[Dataset records]
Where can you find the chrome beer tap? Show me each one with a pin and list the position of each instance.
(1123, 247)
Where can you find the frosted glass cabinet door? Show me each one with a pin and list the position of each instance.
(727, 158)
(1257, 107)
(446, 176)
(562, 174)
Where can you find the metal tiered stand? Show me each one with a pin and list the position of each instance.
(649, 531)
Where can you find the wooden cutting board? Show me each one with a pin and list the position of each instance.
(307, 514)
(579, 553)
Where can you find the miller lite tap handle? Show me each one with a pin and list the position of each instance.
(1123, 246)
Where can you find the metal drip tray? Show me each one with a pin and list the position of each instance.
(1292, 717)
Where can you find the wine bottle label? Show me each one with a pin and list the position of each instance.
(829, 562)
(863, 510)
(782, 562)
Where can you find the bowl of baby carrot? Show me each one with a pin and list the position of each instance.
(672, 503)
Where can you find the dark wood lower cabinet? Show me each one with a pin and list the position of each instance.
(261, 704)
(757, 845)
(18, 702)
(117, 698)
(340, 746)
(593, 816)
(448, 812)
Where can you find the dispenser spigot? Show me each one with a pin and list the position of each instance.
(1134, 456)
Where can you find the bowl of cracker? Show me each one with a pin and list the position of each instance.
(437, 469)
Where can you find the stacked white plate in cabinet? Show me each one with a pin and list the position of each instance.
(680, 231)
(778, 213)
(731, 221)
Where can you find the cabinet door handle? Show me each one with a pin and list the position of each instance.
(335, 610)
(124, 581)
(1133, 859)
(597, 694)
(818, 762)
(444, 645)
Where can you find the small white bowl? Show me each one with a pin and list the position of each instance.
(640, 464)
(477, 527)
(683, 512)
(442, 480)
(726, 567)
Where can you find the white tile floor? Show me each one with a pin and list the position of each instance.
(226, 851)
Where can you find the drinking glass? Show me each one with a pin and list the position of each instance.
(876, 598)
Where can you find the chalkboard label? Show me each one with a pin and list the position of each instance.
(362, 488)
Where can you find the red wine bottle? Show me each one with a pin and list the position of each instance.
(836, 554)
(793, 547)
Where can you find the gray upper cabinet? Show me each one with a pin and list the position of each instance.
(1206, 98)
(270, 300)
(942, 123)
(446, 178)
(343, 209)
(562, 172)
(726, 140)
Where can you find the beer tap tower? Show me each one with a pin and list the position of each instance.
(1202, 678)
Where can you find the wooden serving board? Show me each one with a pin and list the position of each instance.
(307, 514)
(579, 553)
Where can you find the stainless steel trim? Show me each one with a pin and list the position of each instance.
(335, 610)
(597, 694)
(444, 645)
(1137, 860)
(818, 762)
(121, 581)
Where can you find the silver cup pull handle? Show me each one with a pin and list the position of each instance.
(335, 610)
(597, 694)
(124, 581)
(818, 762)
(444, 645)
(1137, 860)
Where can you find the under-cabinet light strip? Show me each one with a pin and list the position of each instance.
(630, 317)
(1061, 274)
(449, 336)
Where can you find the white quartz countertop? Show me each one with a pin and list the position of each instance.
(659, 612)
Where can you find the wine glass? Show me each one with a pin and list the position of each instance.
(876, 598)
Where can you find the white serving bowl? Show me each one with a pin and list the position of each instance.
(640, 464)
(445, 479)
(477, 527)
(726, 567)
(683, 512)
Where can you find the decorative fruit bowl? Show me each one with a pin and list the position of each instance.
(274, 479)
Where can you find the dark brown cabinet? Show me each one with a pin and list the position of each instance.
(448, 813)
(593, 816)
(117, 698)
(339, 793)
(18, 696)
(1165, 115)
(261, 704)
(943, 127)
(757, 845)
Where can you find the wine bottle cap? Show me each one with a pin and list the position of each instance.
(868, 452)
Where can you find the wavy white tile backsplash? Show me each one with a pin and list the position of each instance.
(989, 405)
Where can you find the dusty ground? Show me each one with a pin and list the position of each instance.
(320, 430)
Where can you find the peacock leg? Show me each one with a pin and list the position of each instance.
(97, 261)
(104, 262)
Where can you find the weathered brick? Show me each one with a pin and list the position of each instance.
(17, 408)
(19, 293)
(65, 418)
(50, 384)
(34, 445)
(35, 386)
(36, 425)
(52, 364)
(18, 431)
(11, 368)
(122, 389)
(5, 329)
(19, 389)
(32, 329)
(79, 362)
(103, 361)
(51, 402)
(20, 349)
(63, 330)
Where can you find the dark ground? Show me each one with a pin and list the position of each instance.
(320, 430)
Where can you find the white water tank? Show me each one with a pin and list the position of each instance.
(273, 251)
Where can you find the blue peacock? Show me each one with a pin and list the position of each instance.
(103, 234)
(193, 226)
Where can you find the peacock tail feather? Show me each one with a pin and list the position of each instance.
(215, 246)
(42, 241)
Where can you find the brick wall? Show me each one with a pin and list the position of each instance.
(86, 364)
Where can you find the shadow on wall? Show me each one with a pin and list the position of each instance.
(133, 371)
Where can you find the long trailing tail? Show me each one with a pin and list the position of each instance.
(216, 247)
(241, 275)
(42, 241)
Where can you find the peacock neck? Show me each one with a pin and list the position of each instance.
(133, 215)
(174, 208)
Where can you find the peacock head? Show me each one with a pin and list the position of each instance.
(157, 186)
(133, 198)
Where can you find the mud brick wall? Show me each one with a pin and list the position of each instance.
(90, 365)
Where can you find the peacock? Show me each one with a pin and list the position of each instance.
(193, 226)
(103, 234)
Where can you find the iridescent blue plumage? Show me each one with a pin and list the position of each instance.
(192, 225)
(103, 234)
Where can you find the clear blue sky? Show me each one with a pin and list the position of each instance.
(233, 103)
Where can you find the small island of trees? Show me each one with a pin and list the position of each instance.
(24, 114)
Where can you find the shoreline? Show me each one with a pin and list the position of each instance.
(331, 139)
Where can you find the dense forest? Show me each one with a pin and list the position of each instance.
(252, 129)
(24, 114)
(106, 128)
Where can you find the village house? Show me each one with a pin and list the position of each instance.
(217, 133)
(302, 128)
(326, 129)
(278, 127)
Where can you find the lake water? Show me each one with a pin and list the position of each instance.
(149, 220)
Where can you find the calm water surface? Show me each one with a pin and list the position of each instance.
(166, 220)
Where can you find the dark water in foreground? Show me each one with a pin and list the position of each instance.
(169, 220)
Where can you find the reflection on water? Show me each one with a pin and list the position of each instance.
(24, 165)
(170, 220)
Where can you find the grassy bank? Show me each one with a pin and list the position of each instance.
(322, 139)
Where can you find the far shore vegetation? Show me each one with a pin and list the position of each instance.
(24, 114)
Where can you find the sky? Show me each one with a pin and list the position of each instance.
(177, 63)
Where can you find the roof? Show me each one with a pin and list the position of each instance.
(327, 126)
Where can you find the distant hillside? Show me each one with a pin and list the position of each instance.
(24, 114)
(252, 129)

* TASK REQUIREMENTS: Would you please transcribe all of the entries above exactly?

* RESPONSE TO THIS EXERCISE:
Where can you find the chrome beer tap? Show me each one with a pin and list the position of each instance.
(1123, 247)
Where can you find the frosted glass cabinet door? Show me each one with a pin and list the position of each instance.
(727, 158)
(1257, 107)
(446, 176)
(562, 174)
Where can you find the metal tiered stand? Show me each one with a pin and list the position of each instance.
(649, 531)
Where can you find the wooden cutting board? Show me each one with a pin and list the position of each instance.
(307, 514)
(579, 553)
Where can you find the miller lite tap handle? Show me each one with a pin and list the position of each instance.
(1123, 246)
Where can you find the metal drip tray? Show me each one with a pin and list the position of each instance.
(1292, 717)
Where can you find the wine bottle label? Show me each one with a pin and list the position of each instance.
(829, 562)
(863, 510)
(782, 562)
Where can you find the bowl of baby carrot? Show me each one with a pin and list the position of each instance.
(672, 503)
Where can you find the dark wood lower cabinet? Show me each one with a pin and list the position of each instance.
(261, 704)
(757, 845)
(18, 702)
(117, 698)
(340, 746)
(593, 816)
(448, 812)
Where can you find the dispenser spigot? Show me each one with a pin and list the position of each instance.
(1134, 456)
Where can you find the bowl of cracker? Show me each one with a pin and list the position of each instance.
(437, 469)
Where can you find the stacked white plate in cabinet? Show me each one with a pin and list the position of each instance.
(680, 231)
(778, 213)
(731, 221)
Where can you find the cabinet door handle? Show me each one with a pin and list the position of each instance.
(335, 610)
(124, 581)
(1133, 859)
(597, 694)
(818, 762)
(444, 645)
Where can you find the small white bowl? Show me each one with a pin and list the position of each instance.
(640, 464)
(477, 527)
(683, 512)
(442, 480)
(726, 567)
Where can you find the white tile floor? Show me each one with a pin and list the position of each instance.
(226, 851)
Where can you find the drinking glass? Show me each one with a pin and list the position of each instance.
(876, 598)
Where can you find the chalkboard label? Show me each one with a pin and list the position of each instance.
(362, 488)
Where can you find the red wine bottle? Show me each one with a pin and list the position of each instance.
(836, 554)
(793, 547)
Where can you find the gray upper cabinet? Show me each one with a pin and list the position of each instance.
(1206, 98)
(270, 300)
(942, 123)
(446, 178)
(343, 209)
(562, 172)
(726, 140)
Where can you find the beer tap tower? Show me each one with a pin and list the position of each instance.
(1202, 678)
Where can you find the wooden serving board? Show me each one with a pin and list the position of each instance.
(307, 514)
(579, 553)
Where can you find the stainless steel trim? Show me each one with a pin and list the position of each instance.
(335, 610)
(597, 694)
(444, 645)
(1137, 860)
(818, 762)
(121, 581)
Where can you find the silver cup pull handle? Show me each one with a pin and list the position of each instance.
(335, 610)
(597, 694)
(124, 581)
(818, 762)
(444, 645)
(1137, 860)
Where can you find the under-cabinet light strip? Show me each one with a pin and list the position of each instance.
(630, 317)
(1061, 274)
(449, 336)
Where can you find the white quartz countertop? Show me each one with a pin and list the position of each instance.
(659, 612)
Where can you find the wine glass? Show me each one with a pin and list the position of each instance.
(876, 598)
Where can you find the white serving bowl? Show me each one with a pin and list the position of each instance.
(640, 464)
(445, 479)
(477, 527)
(726, 567)
(683, 512)
Where can you find the decorative fruit bowl? Show me each one with a pin and list the position of each instance.
(274, 479)
Where can you find the dark brown cabinet? Show me each one with a pin and list the position of each instance.
(448, 813)
(593, 816)
(117, 698)
(339, 793)
(18, 696)
(1165, 115)
(261, 704)
(943, 127)
(757, 845)
Where can you find the wine bottle cap? Show me each one with a pin and list the position of each instance.
(868, 452)
Where can you find the wavy white tile backsplash? Show me each one with a pin and list the position of each instance.
(989, 405)
Where can you find the dusty ground? Show me each one with a pin and list the position of each instance.
(320, 430)
Where can you find the peacock leg? Show me each one with a pin and list the position of each instance.
(97, 261)
(104, 262)
Where can you find the weathered brick? Show me each one with a pin and list the position of each instance.
(17, 408)
(19, 293)
(65, 418)
(50, 384)
(34, 445)
(35, 386)
(36, 425)
(52, 364)
(18, 431)
(11, 368)
(122, 389)
(5, 329)
(19, 389)
(32, 329)
(79, 362)
(103, 361)
(51, 402)
(20, 349)
(63, 330)
Where can you find the dark ground? Show me each one with a pin and list the position of each instance.
(320, 430)
Where can you find the white water tank? Show me each one with a pin and list the position of each instance.
(273, 251)
Where can you find the blue peacock? Show me each one with a pin and list the position of each instance.
(103, 234)
(193, 226)
Where can you find the peacock tail feather? Show me each one with a pin and list the position of each instance.
(215, 246)
(42, 241)
Where can you find the brick wall? Show me each one with a pin and list the position of each instance.
(86, 364)
Where can you find the shadow on wall? Show me each one with a pin and list the position of each instance.
(133, 371)
Where can you find the long trailing tail? Show me each one with a pin and list the position of each instance.
(216, 247)
(241, 275)
(42, 241)
Where can you find the peacock neck? Show me each one with a pin and list the position of each instance.
(133, 215)
(174, 208)
Where can you find the peacock head? Show me each one with a pin and list the position of each instance.
(157, 186)
(133, 198)
Where can you find the mud brick wall? Show me each one with a pin and list the position of each instance.
(90, 365)
Where can you find the peacock? Show me each one with a pin and list the position of each instance.
(193, 226)
(103, 234)
Where can you find the iridescent blue plumage? Show me each one with a pin and list the position of each instance.
(192, 225)
(103, 234)
Where can you find the clear blue sky? Show me each one with a pin and list the position of each instance.
(233, 103)
Where can you find the small island of trees? Show me each one with a pin and list the position of each instance.
(24, 114)
Where can you find the shoreline? Show me each one with a pin and list the position of each instance.
(331, 139)
Where can you find the dense forest? Show me each one with a pin and list the position of each instance.
(252, 129)
(24, 114)
(106, 128)
Where can you find the village house? Show me each one with a pin and list the position of each instance.
(217, 133)
(302, 128)
(326, 129)
(278, 127)
Where can you find the lake water? Show me each one with a pin and list the position of each instance.
(149, 220)
Where can you find the calm water surface? Show me each one with a pin and list the position of each instance.
(166, 220)
Where can you find the dark water in foreground? Show me each one with a pin and list the position of each instance.
(169, 220)
Where can you find the reflection on water? Show me each one with a pin and list the position of each instance.
(24, 165)
(170, 220)
Where can you find the grassy bank? Show me each one with a pin and list the position of each instance.
(322, 139)
Where can you find the far shore vegetation? Show me each one with a pin and list the position of each instance.
(24, 114)
Where can you find the sky? Show me each one with a pin and list the position of each instance.
(177, 63)
Where can you find the roof? Show me each one with a pin and list the position of each instance.
(327, 126)
Where can you find the distant hillside? Show me each one with a pin and list the position of each instance.
(24, 114)
(252, 129)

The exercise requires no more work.